Quoted text
"""

We've played six hours of Ubisoft's tactical shooter, and it's safe to say that it's different to Wildlands in some ways but also pretty similar in others.
Ubisoft left us wanting more after our hands-on with the E3 demo of Ghost Recon: Breakpoint, so we were more than happy to go to Paris when the company invited us for six additional hours with the tactical shooter. Ghost Recon: Wildlands - the game's narrative predecessor - took the well-known franchise to an open world where player freedom was the main focus. Going open world has allowed Ubisoft to bring us a lot more content and tweaks over the last couple of years, with one of these updates including new missions where another ghost switched sides before leaving Bolivia, forcing us to give chase into this sequel.
Continuing the story in a sequel instead of a new update was a choice Ubisoft made because they wanted to address player requests for a more realistic experience as well as improvements to the core gameplay. Could moving away from the slightly less authentic experience and changing certain aspects of Wildlands' successful formula be just what the franchise needs, or could this be an example of the customer not always being right? Our recent trip allowed us to explore some of the questions we had about the game, although the answers we got left us with a weird mix of positivity and concern.

"""

Recorded data
"""

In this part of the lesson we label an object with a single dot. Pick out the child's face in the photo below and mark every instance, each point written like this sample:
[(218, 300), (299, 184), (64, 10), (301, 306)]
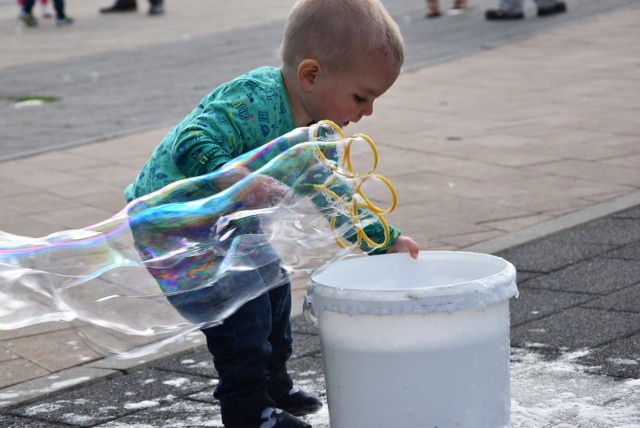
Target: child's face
[(346, 96)]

"""

Exercises
**1.** Decide whether each statement agrees with the Ghost Recon: Breakpoint preview, answering yes or no and quoting the words of the preview that settle it.
(a) The writers spent six hours playing the game.
(b) Ubisoft hosted the hands-on session in Paris.
(c) Wildlands kept the franchise in a closed, linear setting.
**2.** Answer these questions from the Ghost Recon: Breakpoint preview.
(a) Which game is named as Breakpoint's narrative predecessor?
(b) In the Wildlands update missions, what did another ghost do before leaving Bolivia?
(c) What two things did players ask for that Ubisoft wanted to address with a sequel?
**3.** Pick up the Ghost Recon: Breakpoint preview after its last sentence and keep writing it.
The listing has no connection to the Ghost Recon: Breakpoint preview.

Answers in order
**1.**
(a) Yes: "We've played six hours of Ubisoft's tactical shooter"
(b) Yes: "we were more than happy to go to Paris when the company invited us for six additional hours with the tactical shooter"
(c) No: "took the well-known franchise to an open world where player freedom was the main focus"

**2.**
(a) Ghost Recon: Wildlands
(b) Switched sides
(c) A more realistic experience and improvements to the core gameplay

**3.**
One of the aspects we didn't mention in our E3 preview was the change of scenery. Basing Wildlands' environments on Bolivia put a few restrictions on the designers as they needed to stay somewhat true to the real deal. That being the case, it's nice to see that moving the action over to the fictional Auroa in Breakpoint has removed those chains. We were only able to explore the northern parts of the massive archipelago, but it was more than enough to show just how much more diverse the environments are this time around. Being able to move from tight jungles to snowy mountains in minutes might not reflect the game's focus on realism, but it sure is a lot more entertaining for the eyes.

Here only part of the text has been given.